▸ **WHAT TO DO**:
Copy out the lines of the records below, starting with the line containing "Category: mountain range" and continuing through the line containing "(1269, 785)", and keep both of those lines. Leave out any pictures.

Dataset excerpts on object pointing:
________________
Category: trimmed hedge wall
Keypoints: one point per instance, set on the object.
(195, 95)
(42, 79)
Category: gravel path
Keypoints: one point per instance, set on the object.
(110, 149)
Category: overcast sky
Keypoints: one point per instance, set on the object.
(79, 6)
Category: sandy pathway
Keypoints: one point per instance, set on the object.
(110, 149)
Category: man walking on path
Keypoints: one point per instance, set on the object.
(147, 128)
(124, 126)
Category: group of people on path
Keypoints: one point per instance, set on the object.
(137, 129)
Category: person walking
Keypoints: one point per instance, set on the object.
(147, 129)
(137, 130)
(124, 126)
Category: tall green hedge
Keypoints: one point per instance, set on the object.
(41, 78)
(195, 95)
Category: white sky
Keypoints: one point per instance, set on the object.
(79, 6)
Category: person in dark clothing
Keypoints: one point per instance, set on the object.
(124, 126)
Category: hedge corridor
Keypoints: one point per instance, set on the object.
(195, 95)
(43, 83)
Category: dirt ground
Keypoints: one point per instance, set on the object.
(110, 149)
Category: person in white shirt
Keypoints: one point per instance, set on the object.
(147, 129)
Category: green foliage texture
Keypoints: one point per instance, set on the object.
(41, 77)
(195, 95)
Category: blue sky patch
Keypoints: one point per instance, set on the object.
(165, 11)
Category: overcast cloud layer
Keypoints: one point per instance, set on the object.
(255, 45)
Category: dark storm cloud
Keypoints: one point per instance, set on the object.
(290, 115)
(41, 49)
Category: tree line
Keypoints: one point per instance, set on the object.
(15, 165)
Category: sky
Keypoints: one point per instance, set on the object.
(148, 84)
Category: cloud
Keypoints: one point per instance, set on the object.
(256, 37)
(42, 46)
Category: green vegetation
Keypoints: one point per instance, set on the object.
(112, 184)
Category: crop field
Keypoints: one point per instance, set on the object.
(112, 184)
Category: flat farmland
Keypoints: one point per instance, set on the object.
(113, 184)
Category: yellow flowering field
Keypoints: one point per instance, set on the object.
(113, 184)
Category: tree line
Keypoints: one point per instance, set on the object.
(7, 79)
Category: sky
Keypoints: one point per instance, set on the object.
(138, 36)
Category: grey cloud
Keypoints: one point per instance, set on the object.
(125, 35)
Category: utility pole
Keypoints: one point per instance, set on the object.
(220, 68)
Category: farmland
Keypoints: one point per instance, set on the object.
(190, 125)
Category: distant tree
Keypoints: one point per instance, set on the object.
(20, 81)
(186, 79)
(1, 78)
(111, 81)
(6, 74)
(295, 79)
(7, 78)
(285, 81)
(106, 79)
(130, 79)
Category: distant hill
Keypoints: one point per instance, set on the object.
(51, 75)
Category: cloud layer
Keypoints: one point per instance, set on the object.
________________
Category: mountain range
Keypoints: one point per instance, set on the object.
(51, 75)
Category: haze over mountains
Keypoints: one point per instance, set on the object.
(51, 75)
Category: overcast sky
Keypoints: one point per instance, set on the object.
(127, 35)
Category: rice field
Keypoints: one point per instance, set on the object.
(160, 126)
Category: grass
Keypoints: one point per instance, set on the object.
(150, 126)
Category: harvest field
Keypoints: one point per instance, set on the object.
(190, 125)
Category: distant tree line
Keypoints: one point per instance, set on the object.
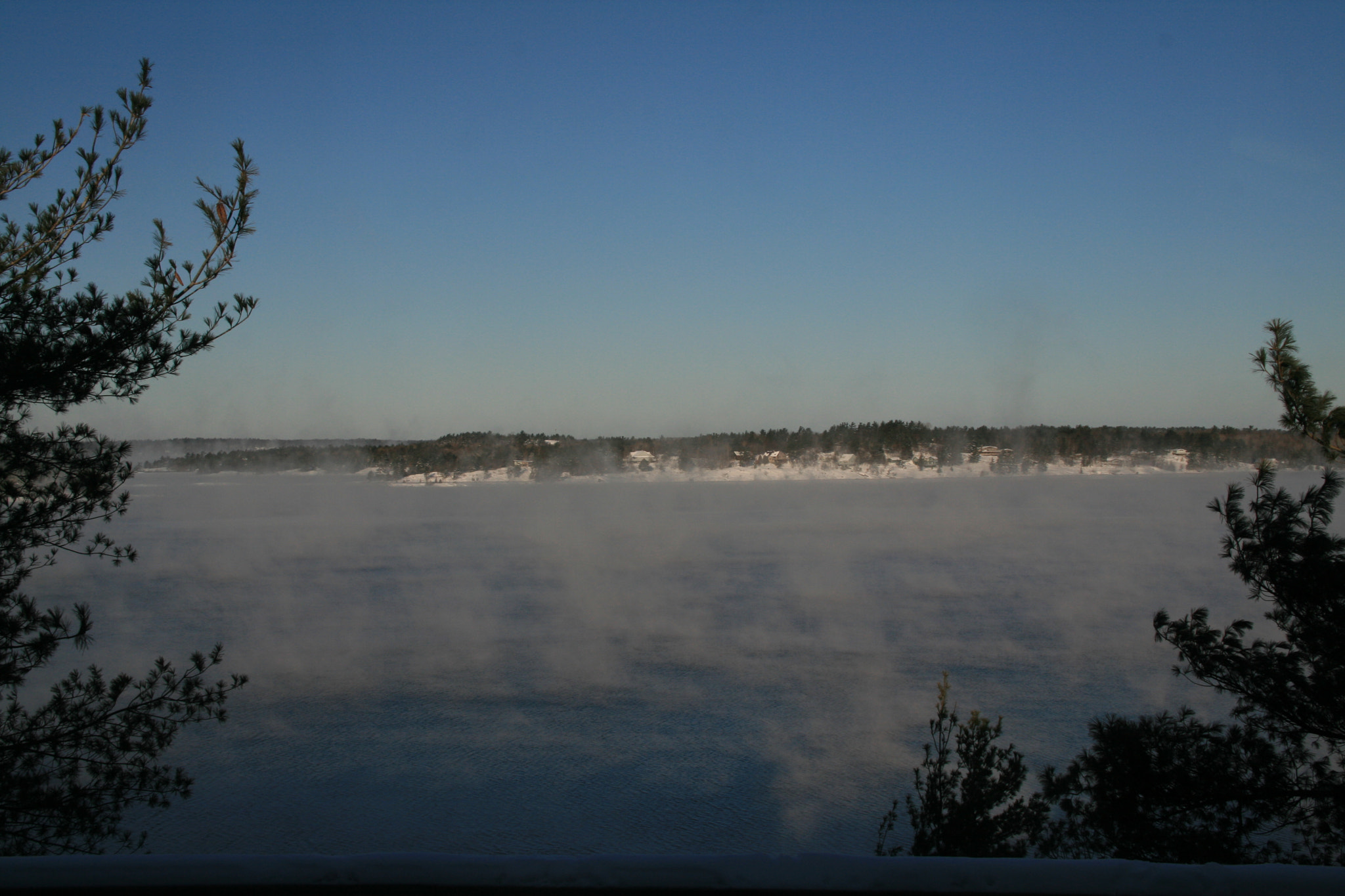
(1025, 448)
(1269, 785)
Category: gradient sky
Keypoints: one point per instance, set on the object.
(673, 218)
________________
▸ **THE ANSWER**:
Category: mountain range
Keypoints: one point per instance, set on the object.
(51, 75)
Category: haze over mountains
Keypoints: one point per instance, set on the object.
(51, 75)
Category: overcast sky
Keypoints: one point per instance, set on the object.
(127, 35)
Category: rice field
Keypoints: one point per instance, set on the object.
(160, 126)
Category: grass
Keypoints: one point per instance, set on the object.
(150, 126)
Category: harvest field
Keypoints: one point per instance, set on the object.
(190, 125)
Category: distant tree line
Keypoints: one point per instance, set on the object.
(1025, 448)
(1269, 785)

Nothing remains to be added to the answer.